The work was recorded before the Warsaw Autumn, and Wisłocki later described the event:
On 13 September (1979) we were in Warsaw, in the National Philharmonic Hall, for two rehearsals and a recording for LP of Kazimierz Serocki’s composition, Pianophonie. For its performance it was necessary to import special electronic sound-processing equipment from Germany. […] The soloist was the pianist Szabolcs Esztényi, who thanks to a special console placed next to the piano drew out of it a variety of sound effects. He and the natural sound of the orchestra created a soundscape hitherto not used in music. Serocki wrote this interesting composition in 1976-1978 on the initiative and at the request of Radio Südwestfunk in Baden-Baden and the Freiburg Experimental Studio. It was the first performance in Poland and probably the last, because it is unlikely that any Polish orchestra can again afford to bring this incredibly complicated, unique and vast apparatus from the Federal Republic of Germany.
Wisłocki could not have imagined that, 35 years later, miniaturisation would have eliminated the vast apparatus and the group of technicians to support it. And so today, for the first time, we heard an absolutely new electronic version of Pianophonie, which gave Serocki’s piece a fresh, excellent sound. The creation of new software and the digital processing of the analog recording was created from Kamil Kęska’s original. The effect was revelatory, and the audience’s cries of delight and long applause greeted the work. The excellent pianist Adam Kosmieja also aroused admiration. He had the task of simultaneously playing the piano at breakneck speed, extracting sounds directly from the strings and using the computer placed next to him. It takes a great musician to realise this difficult music so excellently, keeping in mind the phrasing, dynamic range and technical perfection required.
In 1979, the Warsaw audience also received the work very warmly. Wisłocki wrote:
After the interval, we performed Kazimierz Serocki’s Pianophonię (c.30′), in which the role of the sound engineer Hans Peter Haller was as important as that of the other performers. The audience gave Serocki an ovation. After the concert, Kazimierz hosted a party at his home. There was a great deal of vodka. Kazio drank continuously to one and all and by the end of the party he was just reeling. I did not even try to reason with him, because it would not have helped. […] A few days later, I received the news that Kazio had been taken to hospital with symptoms of a cerebral haemorrhage.
After returning home from convalescence, Kazimierz Serocki tried to write with his left hand (his right hand was incapacitated after the stroke), but Pianophonie was to be his last piece. This great composer – a co-founder of the ‘Warsaw Autumn’ – died in January 1981.
Tadeusz Deszkiewicz, 28 September 2014
Last time I was in Warsaw (mid Sept) I was very lucky to find a first edition of Serocki’s Piano Sonata (only 20zl!) which I am determined to play.
Aha! It’s rather different in style and technique (!) but shows his innate vivacity. I bet it’ll be fun to play.

### PROVIDED DATA
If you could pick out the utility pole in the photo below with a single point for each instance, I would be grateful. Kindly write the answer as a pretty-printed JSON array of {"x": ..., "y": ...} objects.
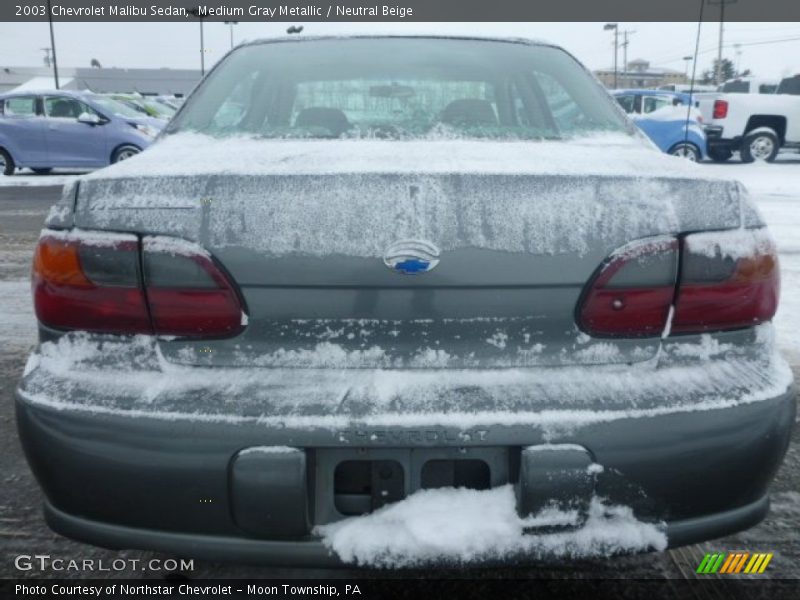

### REQUIRED ACTION
Answer these questions from the text about Serocki's Pianophonie above.
(a) Which pianist was the soloist for the 1979 recording in Warsaw?
(b) Which pianist played the new electronic version?
(c) In what month and year did Serocki die?

### EXPECTED ANSWER
(a) Szabolcs Esztényi
(b) Adam Kosmieja
(c) January 1981